Tasks to carry out -
**a.** Name every school, festival and orchestra mentioned in the article on Sharon Isbin.
**b.** According to the article on Sharon Isbin, in what year did she get the concerto from Ami Maayani?
**c.** Pick up the article on Sharon Isbin after its last sentence and keep writing it.

Source text -
·····

Classical guitar, with its full sound and intricate technique is completely removed from other guitar styles. “The instrument I play has nylon treble strings and metal wound bass [strings], so there are no steel strings in the top voices. And, I use my fingernails to play, rather than a pick,” explains Sharon Isbin, one of the world’s foremost classical guitar players. “You have to coordinate four, and sometimes five, fingers of the right hand with four fingers of the left hand.” This allows classical guitarists to play many voices at once, even a five-part Bach fugue, she says.
For musicians who might want to try classical guitar she offers some tips. First of all, find a good teacher. “Contact a university near you if they have a guitar department,” says Isbin who created the guitar department at The Juilliard School and is director of the guitar departments at both Juilliard and the Aspen Music Festival. She says graduate students often make great teachers.
“Learning to listen is critical, in order to create a really beautiful sound, and develop the kind of technique that allows you to express what you are feeling in your heart,” she says.
Another element is shaping and conditioning the all-important fingernails. “It’s important to moisturize them every time you wash your hands, especially when the weather is dry,” she says. “I use a special silicon-coated sandpaper designed to polish the paint on cars. It allows me to create a completely smooth edge that is great for sound and prevents them from getting nicked.”
Beginnings & New Works
Back when Isbin first began lessons as a nine-year-old, she had no idea what she was getting into. Like many children, her parents had to coax her to practice. She didn’t dream of one day playing guitar on stage, rather she wanted to be a rocket scientist. “My father would say, ‘You can’t launch your rockets until you put in an hour of guitar,’” she recalls.
However, at age 14, the instrument abruptly became her focus. She won a competition and the prize was a performance with the Minnesota Orchestra. “Suddenly here I was stepping out in front of an audience of 10,000 people over two days, with the Minnesota Orchestra as a backing band,” she says. “It was a cosmic feeling.”
From then on, Isbin knew guitar would be her life. And she wasn’t going to let a little thing like the relative scarcity of music for the instrument stand in her way. At age 17, when she attended a lecture that Israeli composer Ami Maayani gave about his harp concerto, she approached him with a proposition: would he write a guitar concerto for her?
“It wasn’t premeditated. I had never heard of this guy before; I thought anybody that can write for the harp will probably do a great job on guitar,” she explains. “His response was to laugh and say that the guitar is such a silly instrument; he would never consider it.” Wounded, but not about to give up, Isbin later ran into Maayani at a party and asked to play for him.
“Some months later we met up in New York, and his response after hearing me play was, ‘I think we can do this,’”
says Isbin. One year later (1976) she had the concerto.
She has since pursued other composers to write for her and nearly a dozen (so far) have. For all of them she’d heard something in their music that she liked. Some were selected purely by chance. “In the case of John Corigliano, I met him at a party and then ran into him at the post office. There was a long line. What do you say to a composer standing in line for 20 minutes? ‘Will you write me a piece?’ He replied, ‘That’s an interesting idea, call me.’” And she did, for the next eight years, until he finally agreed.

·····

(Raw records)
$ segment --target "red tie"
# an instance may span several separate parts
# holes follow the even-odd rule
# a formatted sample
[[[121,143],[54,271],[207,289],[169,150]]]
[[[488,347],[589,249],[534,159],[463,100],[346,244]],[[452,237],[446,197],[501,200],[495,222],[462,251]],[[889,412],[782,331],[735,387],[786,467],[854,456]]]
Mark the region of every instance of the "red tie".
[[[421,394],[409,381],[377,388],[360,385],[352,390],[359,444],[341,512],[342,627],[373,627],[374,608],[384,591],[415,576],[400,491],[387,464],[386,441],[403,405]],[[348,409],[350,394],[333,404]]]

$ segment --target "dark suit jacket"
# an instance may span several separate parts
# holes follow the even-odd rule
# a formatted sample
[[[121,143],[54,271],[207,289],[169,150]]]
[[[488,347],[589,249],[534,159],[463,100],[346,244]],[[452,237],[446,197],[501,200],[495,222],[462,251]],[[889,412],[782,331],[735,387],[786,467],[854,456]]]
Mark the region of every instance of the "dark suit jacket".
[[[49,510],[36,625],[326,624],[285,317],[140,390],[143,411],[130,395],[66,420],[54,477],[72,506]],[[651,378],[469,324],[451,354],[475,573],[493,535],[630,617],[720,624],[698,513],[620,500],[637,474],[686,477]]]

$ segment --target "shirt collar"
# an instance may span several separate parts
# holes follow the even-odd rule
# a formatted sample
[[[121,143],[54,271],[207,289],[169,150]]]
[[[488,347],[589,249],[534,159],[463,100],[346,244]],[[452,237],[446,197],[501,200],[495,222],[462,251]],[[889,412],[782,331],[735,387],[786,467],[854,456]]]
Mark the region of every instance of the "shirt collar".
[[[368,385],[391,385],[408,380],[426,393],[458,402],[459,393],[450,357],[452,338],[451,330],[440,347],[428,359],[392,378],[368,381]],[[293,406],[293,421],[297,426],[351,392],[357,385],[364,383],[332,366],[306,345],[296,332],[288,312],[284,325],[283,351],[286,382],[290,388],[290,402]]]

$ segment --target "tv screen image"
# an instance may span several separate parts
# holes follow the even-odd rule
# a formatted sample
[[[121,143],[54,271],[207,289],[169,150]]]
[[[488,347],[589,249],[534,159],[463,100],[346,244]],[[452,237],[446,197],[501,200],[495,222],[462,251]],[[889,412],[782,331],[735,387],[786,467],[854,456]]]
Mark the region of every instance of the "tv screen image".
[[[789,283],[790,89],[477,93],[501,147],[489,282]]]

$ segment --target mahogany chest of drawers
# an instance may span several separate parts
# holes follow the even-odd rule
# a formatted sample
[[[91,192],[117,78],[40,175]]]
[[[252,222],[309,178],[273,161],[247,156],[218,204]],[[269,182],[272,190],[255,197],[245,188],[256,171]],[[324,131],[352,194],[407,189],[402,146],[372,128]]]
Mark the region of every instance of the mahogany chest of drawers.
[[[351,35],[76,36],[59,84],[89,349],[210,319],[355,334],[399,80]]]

·····

Results of the tasks -
**a.** The Juilliard School, the Aspen Music Festival, the Minnesota Orchestra

**b.** 1976

**c.**
Musical Diversity
Isbin contacted Christopher Rouse after hearing his flute concerto. “I thought that beautiful lyricism would translate well to guitar,” she says. “In the case of Lukas Foss [American Landscapes, 1989], I loved the way he used folk music and early American music and I thought, since nobody has done this in a guitar concerto format, I would ask him. For Tan Dun [Yi 2, 1996] I found the Chinese style that draws heavily from folk music really captivating, colorful, and mesmerizing.”
As for her favorite concerto? “I would have to say that I love each one that I am playing at the moment,” she says, adding that she’s performed both the Corigliano (Troubadours, 1993) and Rouse (Concert de Gaudi, 2000) more than 70 times each. “It’s important to give a new work life and encourage and nurture it,” she says.
It’s obvious that Isbin enjoys venturing into diverse repertoire. In April, she premiered a work written by jazz composer Chris Brubeck. “It has a lot of wonderful jazz inflection and Middle Eastern components,” she says. This spring she toured with mezzo soprano Isabel Leonard, and November this year will see the premiere of a work written by Richard Danielpour for her and Leonard. Isbin also frequently performs in the trio Guitar Passions with jazz guitarists Stanley Jordan and Romero Lubambo.
Isbin’s 25 recordings also reflect her diversity. In particular, her Dreams of the World CD has folk-inspired music from eight different countries: the US (Appalachia), Ireland, Greece, Israel, Spain, Cuba, Venezuela, and Brazil.
For Isbin, each venture into a new genre or style requires study beyond practicing practicing the music. “Each time I’ve stepped into a new genre, whether it was folk music, rock, bluegrass, or jazz, it’s come with an open mind and eagerness to learn. What I find so exciting about this is that I get to fulfill a fantasy of being part of that world for a moment and participating with those who really are experts,” she says, concluding, “It’s very gratifying and makes me grow as a musician.”
Preparation
Isbin says that her preparation varies according to the type of performance she is gearing up for. “I have to be flexible and aware of the demands of each experience,” she says. “For example, when I am working with Guitar Passions we create on the spot, and when we rehearse and perform it is always different. If I am doing a new work that I’ve never performed before, the preparation is extremely intense, and it could be many hours a day of practice to get ready. If I’m doing something I’ve performed many times, such as the Rodrigo concerto [Concierto de Aranjuez] then it’s easier because it’s already in my blood, part of me.”
To learn new, difficult pieces, Isbin uses a step-by-step approach. “I like to get an understanding of how it’s structured—the phrasing. I think of it like learning poetry. I might write phrasing marks on it. It’s like punctuation—commas, periods, new paragraphs, anything that creates an understanding and allows you to grasp it better and give it meaning. I’ll look at the harmony, the voicing.”
“I’ll practice the difficult parts with the metronome, working it up number by number,” she says. “You are what you practice, so you really want to practice everything at a tempo where you can do it just right and not make mistakes, and that might be really slow for a long time. Then, I’ll start to play with it. Eventually it finds its way into me and I begin to memorize it.” Memorization allows total immersion in
the piece.
At 17, Isbin began practicing transcendental meditation, which she says helps her in her career. “It has so many benefits because it allows you to really focus on what is positive in life and be even more creative,” She explains. “I find that the trance-like state that I enter when I’m doing transcendental meditation is very similar to the state that I feel when I’m playing at my best in front of an audience. I feel it has facilitated my ability to enter that realm.”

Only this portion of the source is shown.